Launched in 1996 in Brazil, as part of Fiat’s “Project 178”, the Palio was Fiat’s first attempt to build a world car, the same basic design being produced in numerous nations around the globe. Four principal models were produced: hatchback, sedan, pickup, and station wagon, with different versions being built for different markets. The powerplants, both diesel and petrol, also varied from region to region depending on local production capability, legislation, and market requirements. The basic chassis was a development of the European Fiat Uno but little remained unchanged. The entire structure was significantly stronger to be suitable on the rougher roads found in some of the markets for which it was intended. The suspension layout, as on the Uno, consisted of MacPherson struts at the front and a torsion beam at the rear, even though the Weekend (station wagon) version had the fully independent trailing arms rear end from the Fiat Punto instead. The body was a completely new design by the I.DE.A Institute of Turin, which also designed the new interior. Some engines were also coming from other Fiat models, such as the Punto and the Bravo. Production began in 1996 in Brazil and was followed later that year by a plant in Argentina. In 1997, production started in Venezuela, Poland for the European market, and Morocco (at the Somaca plant whilst Turkey started building the same car in 1998. In India, assembly was at Pune in the new Fiat-Tata Motors factory and in South Africa by Nissan together the pickup version called Fiat Strada. Production in India and South Africa began in 1999, in Egypt in 2001, and in China in 2002. The Palio Weekend station wagon was launched in 1996 in Brazil and later in Europe. The station wagon is the version most commonly sold in Europe though it was a 3 door hatch which I saw here.
The Cinquecento, Tipo 170 in Fiat development parlance, was launched in December 1991, to replace the Fiat 126. It was the first Fiat model to be solely manufactured in the FSM plant in Tychy, Poland, which had been sold to Fiat by the Polish state, and where production of the Polish variant of the Fiat 126, the Polski Fiat 126p, was still running. It took 18 months before the new city car reached the UK, and its success proved that there was a market for very small cars after all, even though Renault had concluded that there was not sufficient demand for their Twingo which appeared around the same time. The Fiat sold well, and it was not long before it had a number of market rivals, such as the Ford Ka, Seat Arosa and Volkswagen Lupo. The smallest engine, intended for sale in Poland only, was a 704 cc OHV two-cylinder unit, delivering 31 bhp, an engine which was inherited from the 126p BIS. For the front-wheel drive Cinquecento, it underwent a major refurbishment (although the engine still employed a carburettor), which resulted, among other changes, in the crankshaft revolving in the opposite direction than in the 126p BIS! The bigger engine was the 903 cc 40 PS version of the veteran Fiat 100 OHV four-cylinder engine, which saw service in many small Fiat models, starting with the Fiat 850, and dating back to the initial 633 cc unit as introduced in the 1955 Fiat 600. It was fitted with single point fuel injection and was the base engine in most markets. Due to fiscal limitations, the displacement of this unit was limited to 899 cc in 1993, with a slight reduction of output, now producing 39 PS. In 1994, Fiat introduced the Cinquecento Sporting, featuring the 1108 cc SOHC FIRE 54 PS engine from the entry-level Punto of the same era, mated to a close-ratio 5 speed gearbox. Other additions were a drop in standard ride height, front anti-roll bar, 13″ alloy wheels, plus colour-coded bumpers and mirrors. The interior saw a tachometer added, along with sports seats, red seatbelts and a leather steering wheel and gear knob. It is the Sporting model which gave birth to a rallying trophy and a Group A Kit-Car version, and the Sporting is the version you see most often these days, and indeed, that was the variant seen here. Production of the Cinquecento ended in early 1998, when it was replaced by the Seicento.

#### TASK 1
In the passage on Fiat models, who designed the body of the Palio?

Dataset excerpts on pointing to objects
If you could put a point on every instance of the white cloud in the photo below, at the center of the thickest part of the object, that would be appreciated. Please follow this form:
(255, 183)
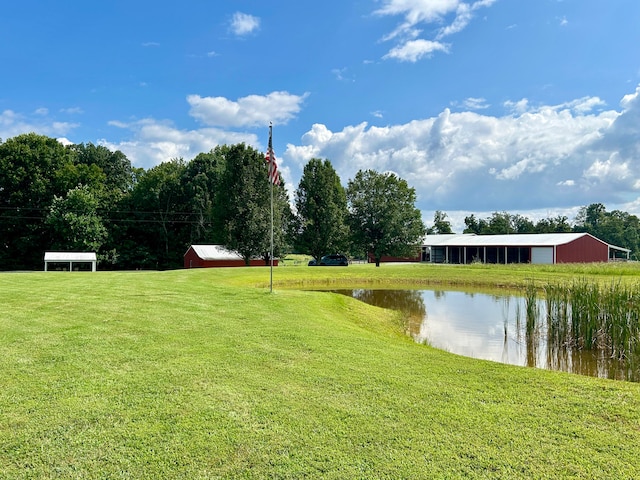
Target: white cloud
(13, 124)
(550, 156)
(414, 50)
(244, 24)
(154, 142)
(415, 12)
(474, 103)
(250, 111)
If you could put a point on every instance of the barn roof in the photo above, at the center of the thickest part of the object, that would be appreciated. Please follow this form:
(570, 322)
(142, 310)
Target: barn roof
(215, 252)
(69, 256)
(513, 240)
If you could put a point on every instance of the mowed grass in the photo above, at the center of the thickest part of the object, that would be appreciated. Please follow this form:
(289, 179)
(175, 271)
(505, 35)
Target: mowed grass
(200, 374)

#### TASK 2
Show each line of the entries that contains the string "thickest".

#### COMPLETE ANSWER 1
The I.DE.A Institute of Turin designed it.

#### COMPLETE ANSWER 2
If you could put a point on every instance of the white cloud in the photo below, at the center of the thickest part of the object, that would be appreciated. Please follow this form:
If you could put a point on every instance of the barn roof in the photo above, at the center of the thickest part of the object, that would be appreciated. Please follow this form:
If you could put a point on every instance of the mowed grass in the photo above, at the center of the thickest part of the object, that would be appreciated. Please follow this form:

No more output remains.